Set problem: Reproduce the rows starting at the line containing "Find the yellow" and ending at the line containing "[[[75,44],[71,50],[75,52],[80,53],[81,51],[81,46],[78,44]]]", substituting "sun hat" for every occurrence of "bucket hat" and leaving all other text unchanged.

Records:
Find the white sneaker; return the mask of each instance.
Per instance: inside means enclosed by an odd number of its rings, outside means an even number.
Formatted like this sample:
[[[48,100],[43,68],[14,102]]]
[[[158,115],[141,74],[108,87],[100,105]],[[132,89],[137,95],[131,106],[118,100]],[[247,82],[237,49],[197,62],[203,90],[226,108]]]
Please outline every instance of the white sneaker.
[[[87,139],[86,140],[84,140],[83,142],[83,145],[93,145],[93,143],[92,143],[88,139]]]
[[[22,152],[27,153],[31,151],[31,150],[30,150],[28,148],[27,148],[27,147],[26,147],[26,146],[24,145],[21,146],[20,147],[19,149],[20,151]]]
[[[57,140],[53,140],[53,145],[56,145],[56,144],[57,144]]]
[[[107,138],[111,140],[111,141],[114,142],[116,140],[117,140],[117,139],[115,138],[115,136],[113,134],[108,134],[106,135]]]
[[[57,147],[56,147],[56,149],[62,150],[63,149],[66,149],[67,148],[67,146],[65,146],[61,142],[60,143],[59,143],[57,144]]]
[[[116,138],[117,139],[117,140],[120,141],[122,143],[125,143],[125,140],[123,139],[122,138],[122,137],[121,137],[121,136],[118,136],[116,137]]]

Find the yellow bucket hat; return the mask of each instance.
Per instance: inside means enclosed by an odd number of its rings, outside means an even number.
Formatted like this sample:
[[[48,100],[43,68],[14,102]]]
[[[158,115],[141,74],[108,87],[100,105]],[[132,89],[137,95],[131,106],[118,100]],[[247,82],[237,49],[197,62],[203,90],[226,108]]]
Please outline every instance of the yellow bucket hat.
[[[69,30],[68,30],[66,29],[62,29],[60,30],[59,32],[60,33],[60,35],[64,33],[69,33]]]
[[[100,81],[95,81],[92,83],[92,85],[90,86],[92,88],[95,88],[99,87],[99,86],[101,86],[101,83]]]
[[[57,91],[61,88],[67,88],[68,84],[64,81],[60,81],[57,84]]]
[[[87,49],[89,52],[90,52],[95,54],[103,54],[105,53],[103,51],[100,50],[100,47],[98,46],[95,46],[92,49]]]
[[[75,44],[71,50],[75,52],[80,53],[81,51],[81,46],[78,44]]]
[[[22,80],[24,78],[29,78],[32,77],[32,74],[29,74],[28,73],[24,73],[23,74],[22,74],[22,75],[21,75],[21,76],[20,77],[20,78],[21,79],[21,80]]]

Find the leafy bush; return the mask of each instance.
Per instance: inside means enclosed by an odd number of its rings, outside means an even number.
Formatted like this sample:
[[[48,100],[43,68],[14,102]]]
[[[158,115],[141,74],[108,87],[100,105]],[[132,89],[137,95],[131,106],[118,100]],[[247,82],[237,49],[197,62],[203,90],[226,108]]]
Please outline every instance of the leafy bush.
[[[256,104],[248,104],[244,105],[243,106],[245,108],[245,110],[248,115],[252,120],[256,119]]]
==
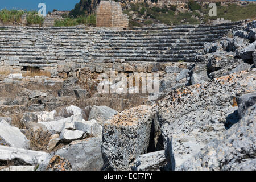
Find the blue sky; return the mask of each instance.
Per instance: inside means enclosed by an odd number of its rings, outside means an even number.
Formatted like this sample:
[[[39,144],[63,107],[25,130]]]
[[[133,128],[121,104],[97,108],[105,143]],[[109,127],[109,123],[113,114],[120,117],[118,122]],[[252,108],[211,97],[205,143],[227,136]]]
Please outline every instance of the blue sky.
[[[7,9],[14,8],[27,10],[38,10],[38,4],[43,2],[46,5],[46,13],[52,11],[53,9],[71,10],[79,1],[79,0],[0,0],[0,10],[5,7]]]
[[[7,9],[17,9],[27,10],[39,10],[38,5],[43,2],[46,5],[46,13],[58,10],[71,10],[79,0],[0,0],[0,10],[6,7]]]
...
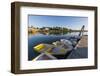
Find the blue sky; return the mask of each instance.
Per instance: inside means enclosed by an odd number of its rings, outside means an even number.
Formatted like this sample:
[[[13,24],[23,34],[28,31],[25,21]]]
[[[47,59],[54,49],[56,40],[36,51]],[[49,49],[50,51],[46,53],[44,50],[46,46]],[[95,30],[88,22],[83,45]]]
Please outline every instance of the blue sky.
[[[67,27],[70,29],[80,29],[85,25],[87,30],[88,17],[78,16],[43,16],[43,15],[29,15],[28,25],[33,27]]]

Solution to this task:
Find the yellow sun hat; return the mask of each instance.
Per instance: inside means enclosed by an odd number of its rings, outside means an even number.
Formatted like this sample:
[[[48,100],[43,68],[14,102]]]
[[[158,115],[141,74],[108,87],[100,105]],[[132,89],[137,95],[131,106],[118,100]],[[247,82],[237,49],[197,62],[203,90],[226,108]]]
Please outline every instance of the yellow sun hat.
[[[69,30],[68,30],[66,29],[62,29],[60,30],[59,32],[60,33],[60,35],[64,33],[69,33]]]
[[[100,81],[95,81],[92,83],[92,85],[90,86],[92,88],[95,88],[99,87],[99,86],[101,86],[101,83]]]
[[[57,91],[61,88],[67,88],[68,84],[64,81],[60,81],[57,84]]]
[[[87,49],[89,52],[90,52],[95,54],[103,54],[105,53],[103,51],[100,50],[100,47],[98,46],[95,46],[92,49]]]
[[[75,44],[71,50],[75,52],[80,53],[81,51],[81,46],[78,44]]]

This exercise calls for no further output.